Seminar

Graduate Student Jiajie Li

Monday, May 8, 2023 - 10:45am
Neville 3

"Supercapacitive Swing Adsorption of Carbon Dioxide: Scaling using Bipolar Electrode Stacks and Implications for Direct Air Capture"

Supercapacitive Swing Adsorption (SSA) developed by our group is an electrostatic carbon capture technique, which is very simple and environmentally friendly compared with other electrochemical carbon capture techniques. SSA achieves reversible gas adsorption and desorption by capacitive charging and discharging the high surface area activated carbon materials. 1 In previous studies, we presented an SSA module constructed using a single pair of BPL 4x6 activated carbon electrodes and 1M aqueous NaCl as electrolyte in a radial gas flow system,2 which was able to separate CO2 from a 15%CO2/85%N2 flue gas simulant at a cell voltage of 1V. The performance was later improved by using garlic root-derived activated carbon at a cell voltage of 1.4 V.3 To make a significant impact on climate change, highly scalable CO2 capture techniques are needed to remove CO2 from the atmosphere at the gigaton scale. Recently, we demonstrated that SSA modules are readily scalable through the introduction of bipolar electrode (up to 11) stacks without reducing the adsorptive performance (~58 mmol·kg-1 sorption capacity), and with improvement of energetic performance (~60 kJ/mol, a substantially lower ~70% energy consumption compared to single cells).7 In addition, with the scaled up SSA system, there could be pairs of SSA modules which are connected in parallel, so that energy can be shuttled between the modules with minimal energy losses. Meanwhile, the high selectivity of the ionic liquid-solid mechanism suggests that SSA may be able to capture CO2 at very low concentrations and has significant potential for direct air capture (DAC). Based on the investigation of the relationships between SSA effect and different CO2 partial pressure (varying between 1% and 100%) in CO2/N2 gas mixtures, the adsorption declines less than proportional with CO2 partial pressure indicated that SSA sorption capacity may still be high enough for CO2 capture from air (~400 ppm). Currently, we are working on redesigning the scalable DAC-SSA modules with the wall flow structure by stacking stripes of bipolar electrodes having small gas flow channels to minimize pressure drop at high mass transfer for reducing the energy.

SUPPLIED INFORMATION:
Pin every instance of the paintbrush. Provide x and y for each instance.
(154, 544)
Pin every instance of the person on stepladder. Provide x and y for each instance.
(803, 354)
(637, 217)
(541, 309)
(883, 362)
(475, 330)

WHAT THE TASK ASKS:
Condense the seminar abstract on carbon dioxide capture into two sentences.

TASK ANSWER:
Supercapacitive Swing Adsorption (SSA) is a simple, environmentally friendly electrostatic carbon capture technique that reversibly adsorbs and desorbs gas by capacitively charging and discharging high surface area activated carbon, and SSA modules were recently shown to scale through bipolar electrode stacks of up to 11 without reducing adsorptive performance while improving energetic performance over single cells. Because adsorption declines less than proportionally with CO2 partial pressure, SSA sorption capacity may be high enough to capture CO2 from air at about 400 ppm, and work is underway to redesign scalable direct air capture modules with a wall flow structure that minimizes pressure drop to reduce energy.